→ **Work item**: Among the lines of the records below, copy those that hold the word "blue".

----- Supplied material

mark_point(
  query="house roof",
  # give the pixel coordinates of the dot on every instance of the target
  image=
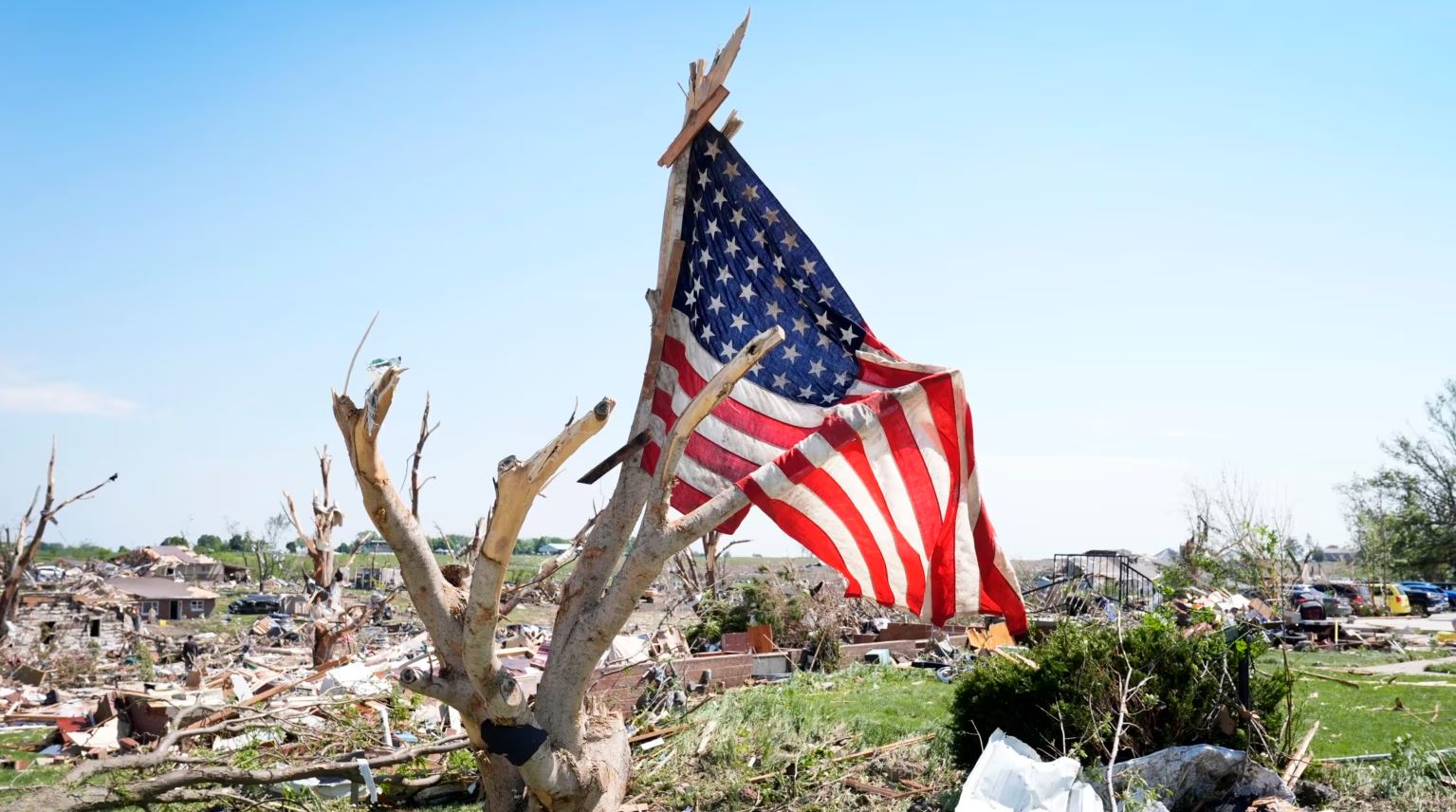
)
(157, 588)
(181, 553)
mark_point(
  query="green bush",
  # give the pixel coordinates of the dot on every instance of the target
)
(1069, 705)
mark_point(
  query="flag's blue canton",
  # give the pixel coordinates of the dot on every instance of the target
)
(747, 267)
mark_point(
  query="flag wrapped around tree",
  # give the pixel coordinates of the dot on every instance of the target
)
(857, 454)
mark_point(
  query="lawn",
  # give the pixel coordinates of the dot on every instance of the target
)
(791, 732)
(1366, 714)
(19, 744)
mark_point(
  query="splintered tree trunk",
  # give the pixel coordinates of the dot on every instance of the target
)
(563, 752)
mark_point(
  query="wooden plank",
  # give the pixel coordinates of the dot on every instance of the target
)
(712, 78)
(657, 733)
(1300, 760)
(761, 639)
(268, 694)
(693, 124)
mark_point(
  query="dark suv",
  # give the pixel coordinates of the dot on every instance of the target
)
(255, 604)
(1426, 599)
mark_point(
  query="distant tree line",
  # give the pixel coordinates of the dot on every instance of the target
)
(1402, 517)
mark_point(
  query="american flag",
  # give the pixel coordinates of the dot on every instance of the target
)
(859, 455)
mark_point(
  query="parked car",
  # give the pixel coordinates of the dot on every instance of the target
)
(1392, 599)
(255, 604)
(1450, 593)
(1331, 604)
(1428, 599)
(1358, 597)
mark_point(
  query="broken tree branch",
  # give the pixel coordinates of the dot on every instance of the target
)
(517, 487)
(435, 600)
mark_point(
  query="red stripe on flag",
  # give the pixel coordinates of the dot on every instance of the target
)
(917, 481)
(829, 490)
(941, 399)
(734, 414)
(998, 596)
(854, 452)
(804, 531)
(688, 498)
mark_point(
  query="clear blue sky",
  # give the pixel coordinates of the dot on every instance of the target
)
(1161, 240)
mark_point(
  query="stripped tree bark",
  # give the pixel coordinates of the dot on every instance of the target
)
(19, 550)
(331, 621)
(562, 752)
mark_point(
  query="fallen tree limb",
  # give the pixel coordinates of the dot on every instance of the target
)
(71, 796)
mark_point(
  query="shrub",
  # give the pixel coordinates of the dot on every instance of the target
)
(1069, 705)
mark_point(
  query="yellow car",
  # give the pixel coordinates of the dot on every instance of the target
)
(1393, 599)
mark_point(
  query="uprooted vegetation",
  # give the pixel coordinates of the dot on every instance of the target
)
(1175, 689)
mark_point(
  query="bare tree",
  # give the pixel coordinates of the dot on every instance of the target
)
(19, 550)
(1236, 530)
(563, 752)
(331, 621)
(266, 549)
(708, 582)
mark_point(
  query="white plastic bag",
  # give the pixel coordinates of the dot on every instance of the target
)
(1011, 777)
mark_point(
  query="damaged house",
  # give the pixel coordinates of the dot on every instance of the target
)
(165, 599)
(174, 562)
(57, 620)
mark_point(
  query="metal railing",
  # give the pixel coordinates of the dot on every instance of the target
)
(1085, 581)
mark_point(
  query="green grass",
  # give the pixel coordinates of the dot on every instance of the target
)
(21, 744)
(802, 725)
(1361, 719)
(1352, 658)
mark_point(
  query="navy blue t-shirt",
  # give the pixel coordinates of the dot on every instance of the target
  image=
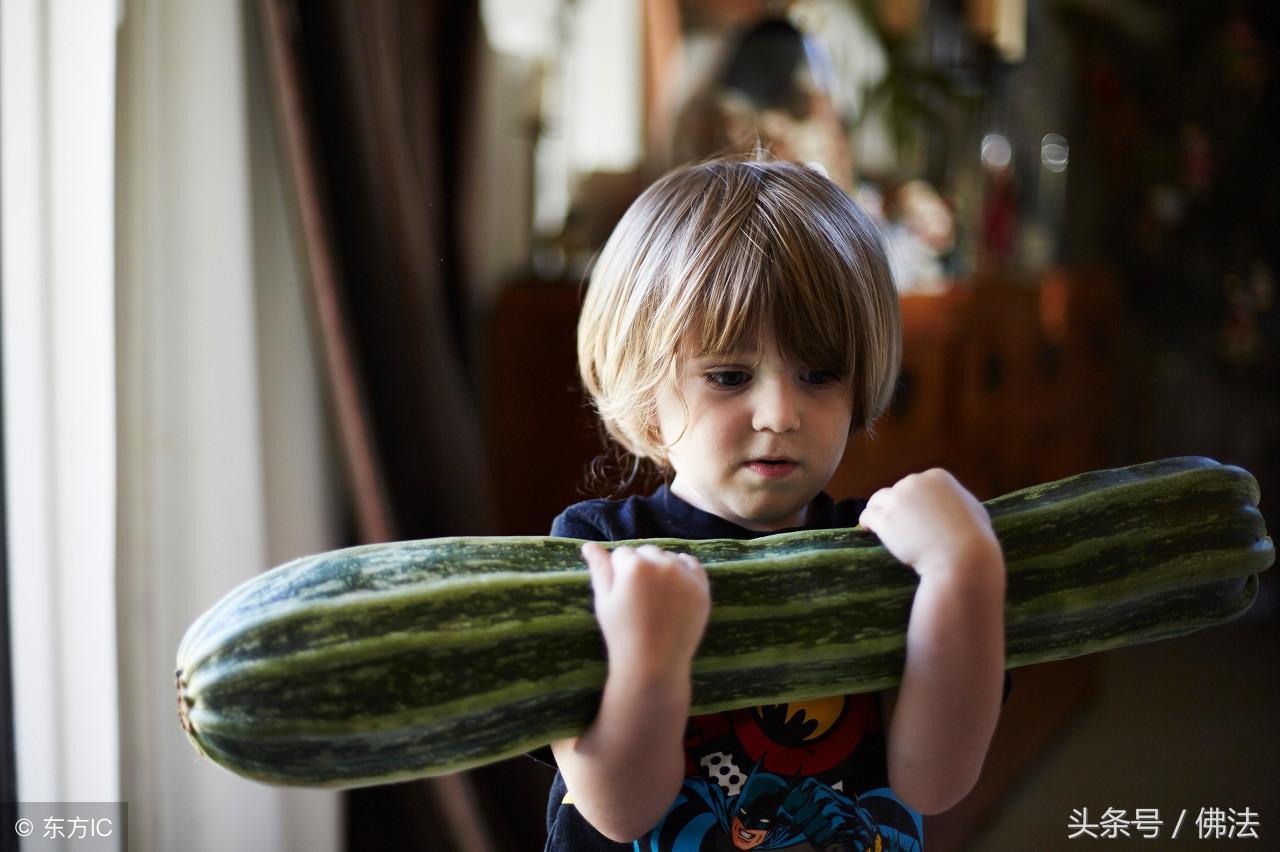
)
(805, 775)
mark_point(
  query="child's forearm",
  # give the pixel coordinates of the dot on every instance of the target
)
(626, 769)
(949, 700)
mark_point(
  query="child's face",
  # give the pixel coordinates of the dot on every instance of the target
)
(763, 436)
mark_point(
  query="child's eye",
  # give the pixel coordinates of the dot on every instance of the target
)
(726, 378)
(821, 376)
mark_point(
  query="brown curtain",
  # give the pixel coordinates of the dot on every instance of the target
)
(373, 102)
(383, 88)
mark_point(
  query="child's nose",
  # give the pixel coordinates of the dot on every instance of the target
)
(776, 407)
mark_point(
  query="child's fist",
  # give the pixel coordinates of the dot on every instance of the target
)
(652, 607)
(931, 522)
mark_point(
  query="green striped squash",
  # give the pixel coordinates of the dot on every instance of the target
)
(388, 662)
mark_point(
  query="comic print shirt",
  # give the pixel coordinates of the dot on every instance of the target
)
(799, 777)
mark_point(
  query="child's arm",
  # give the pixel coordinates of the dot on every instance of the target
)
(626, 769)
(941, 718)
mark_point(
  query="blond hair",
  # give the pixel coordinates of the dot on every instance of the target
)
(712, 256)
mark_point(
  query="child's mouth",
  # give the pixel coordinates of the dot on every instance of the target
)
(771, 467)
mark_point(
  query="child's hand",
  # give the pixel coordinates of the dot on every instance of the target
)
(652, 607)
(931, 522)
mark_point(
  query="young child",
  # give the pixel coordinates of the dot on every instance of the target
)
(739, 326)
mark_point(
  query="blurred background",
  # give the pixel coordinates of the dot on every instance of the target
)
(284, 275)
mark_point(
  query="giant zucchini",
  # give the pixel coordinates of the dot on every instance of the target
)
(387, 662)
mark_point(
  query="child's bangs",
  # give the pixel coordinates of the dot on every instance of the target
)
(755, 288)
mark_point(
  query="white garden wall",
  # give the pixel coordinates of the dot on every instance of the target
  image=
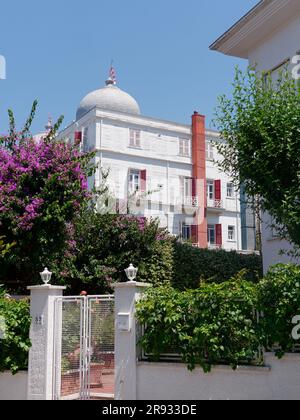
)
(13, 387)
(170, 381)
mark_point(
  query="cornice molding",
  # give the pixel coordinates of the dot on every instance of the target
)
(237, 40)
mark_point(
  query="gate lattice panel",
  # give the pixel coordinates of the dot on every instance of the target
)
(84, 348)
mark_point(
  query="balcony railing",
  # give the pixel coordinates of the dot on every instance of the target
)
(191, 201)
(215, 204)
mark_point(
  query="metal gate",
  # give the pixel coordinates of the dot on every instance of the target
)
(84, 348)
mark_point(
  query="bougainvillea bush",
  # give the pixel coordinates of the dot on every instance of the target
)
(42, 187)
(104, 245)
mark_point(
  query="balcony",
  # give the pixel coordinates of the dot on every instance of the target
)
(215, 247)
(216, 205)
(191, 202)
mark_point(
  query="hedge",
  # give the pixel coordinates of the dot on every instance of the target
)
(217, 323)
(194, 265)
(14, 334)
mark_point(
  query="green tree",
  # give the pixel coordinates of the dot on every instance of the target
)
(260, 127)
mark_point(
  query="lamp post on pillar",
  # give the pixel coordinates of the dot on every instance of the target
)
(126, 295)
(41, 354)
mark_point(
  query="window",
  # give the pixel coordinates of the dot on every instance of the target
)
(186, 232)
(231, 233)
(184, 147)
(135, 138)
(85, 140)
(210, 190)
(188, 187)
(209, 150)
(211, 235)
(230, 190)
(134, 181)
(276, 72)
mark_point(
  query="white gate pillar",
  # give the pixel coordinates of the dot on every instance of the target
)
(41, 355)
(126, 295)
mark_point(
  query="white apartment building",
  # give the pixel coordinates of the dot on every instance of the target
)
(166, 166)
(269, 37)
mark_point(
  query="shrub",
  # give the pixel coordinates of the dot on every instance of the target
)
(14, 334)
(105, 245)
(193, 265)
(279, 301)
(42, 187)
(215, 323)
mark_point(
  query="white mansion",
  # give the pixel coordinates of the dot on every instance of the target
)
(167, 166)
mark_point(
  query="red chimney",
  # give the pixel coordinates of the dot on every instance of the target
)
(199, 175)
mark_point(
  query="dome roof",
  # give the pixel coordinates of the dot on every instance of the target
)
(110, 98)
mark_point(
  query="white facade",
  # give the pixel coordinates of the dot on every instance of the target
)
(155, 157)
(269, 37)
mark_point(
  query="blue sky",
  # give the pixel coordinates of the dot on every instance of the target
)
(58, 51)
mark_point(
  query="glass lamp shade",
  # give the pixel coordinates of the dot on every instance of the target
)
(131, 272)
(46, 276)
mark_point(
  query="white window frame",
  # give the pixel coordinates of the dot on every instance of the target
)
(230, 187)
(85, 139)
(211, 228)
(211, 193)
(134, 181)
(186, 232)
(231, 233)
(184, 147)
(187, 187)
(135, 138)
(210, 153)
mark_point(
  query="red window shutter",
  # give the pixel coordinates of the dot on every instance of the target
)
(219, 239)
(194, 187)
(218, 190)
(143, 181)
(78, 137)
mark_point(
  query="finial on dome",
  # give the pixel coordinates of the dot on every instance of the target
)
(49, 124)
(112, 79)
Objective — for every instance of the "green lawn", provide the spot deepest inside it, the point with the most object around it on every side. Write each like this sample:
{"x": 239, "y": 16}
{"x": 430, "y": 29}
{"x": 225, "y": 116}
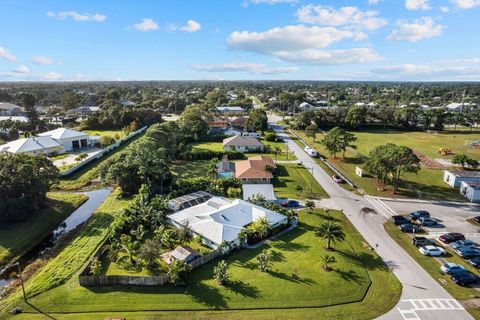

----------

→ **Output below**:
  query="flag's blue canton",
  query="clear blue sky",
  query="navy blue t-shirt",
  query="blue sky",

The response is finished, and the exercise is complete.